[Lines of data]
start

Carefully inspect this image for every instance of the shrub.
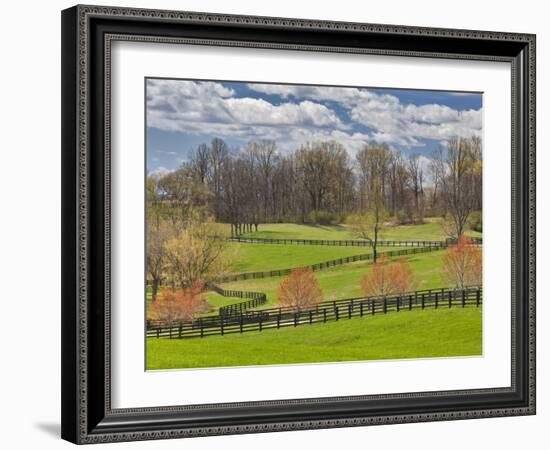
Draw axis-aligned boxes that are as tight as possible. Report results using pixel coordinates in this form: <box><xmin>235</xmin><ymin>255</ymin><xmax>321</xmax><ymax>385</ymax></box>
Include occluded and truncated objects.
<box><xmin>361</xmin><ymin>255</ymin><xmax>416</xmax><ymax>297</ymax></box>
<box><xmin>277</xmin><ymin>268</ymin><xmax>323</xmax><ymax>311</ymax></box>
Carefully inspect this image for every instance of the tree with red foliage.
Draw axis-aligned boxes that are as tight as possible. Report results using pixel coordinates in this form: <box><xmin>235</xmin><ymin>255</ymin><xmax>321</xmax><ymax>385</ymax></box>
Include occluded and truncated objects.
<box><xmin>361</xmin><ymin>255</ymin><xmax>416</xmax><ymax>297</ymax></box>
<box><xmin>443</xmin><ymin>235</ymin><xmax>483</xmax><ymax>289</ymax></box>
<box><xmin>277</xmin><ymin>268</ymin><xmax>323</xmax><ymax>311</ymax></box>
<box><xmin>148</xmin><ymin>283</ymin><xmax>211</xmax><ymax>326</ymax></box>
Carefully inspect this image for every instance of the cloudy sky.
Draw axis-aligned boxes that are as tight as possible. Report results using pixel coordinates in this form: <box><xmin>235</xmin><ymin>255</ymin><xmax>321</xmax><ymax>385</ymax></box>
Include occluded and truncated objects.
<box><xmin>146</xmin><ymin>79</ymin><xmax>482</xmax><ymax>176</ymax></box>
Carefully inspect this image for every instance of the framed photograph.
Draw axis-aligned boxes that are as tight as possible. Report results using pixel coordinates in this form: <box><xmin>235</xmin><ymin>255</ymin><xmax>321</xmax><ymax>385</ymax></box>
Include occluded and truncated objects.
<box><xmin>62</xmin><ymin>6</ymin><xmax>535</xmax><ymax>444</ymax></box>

end

## What the task requires
Print every one of the records above verbatim, leaving out the pictures.

## Written answer
Carefully inspect this image for every instance of the shrub.
Draw axis-aligned boxes that are as tight as possible. Report results using pixel coordinates in this form: <box><xmin>235</xmin><ymin>255</ymin><xmax>321</xmax><ymax>385</ymax></box>
Include occluded and truncated objects.
<box><xmin>361</xmin><ymin>255</ymin><xmax>416</xmax><ymax>297</ymax></box>
<box><xmin>277</xmin><ymin>268</ymin><xmax>323</xmax><ymax>311</ymax></box>
Carefully inspect this image for every instance of the tree with red foliage.
Draw axis-aligned boxes that are as tight as possible. Report results using pixel coordinates in this form: <box><xmin>235</xmin><ymin>255</ymin><xmax>321</xmax><ymax>385</ymax></box>
Include occluded and truncated objects.
<box><xmin>361</xmin><ymin>255</ymin><xmax>416</xmax><ymax>297</ymax></box>
<box><xmin>443</xmin><ymin>235</ymin><xmax>483</xmax><ymax>289</ymax></box>
<box><xmin>277</xmin><ymin>268</ymin><xmax>323</xmax><ymax>311</ymax></box>
<box><xmin>148</xmin><ymin>283</ymin><xmax>211</xmax><ymax>326</ymax></box>
Carefully inspect this image for every instance of the cloudy sky.
Draw axis-aligned boxes that are as tight as possible. Report results using pixel coordinates in this form: <box><xmin>235</xmin><ymin>255</ymin><xmax>321</xmax><ymax>385</ymax></box>
Include occluded and truncated objects.
<box><xmin>146</xmin><ymin>79</ymin><xmax>482</xmax><ymax>176</ymax></box>
Carefully inspect this image for every instance of the framed photograph.
Draw axis-aligned boxes that are as tight as possible. Report results using pixel coordinates in this form: <box><xmin>235</xmin><ymin>255</ymin><xmax>321</xmax><ymax>385</ymax></box>
Include occluded and truncated objects.
<box><xmin>62</xmin><ymin>6</ymin><xmax>535</xmax><ymax>444</ymax></box>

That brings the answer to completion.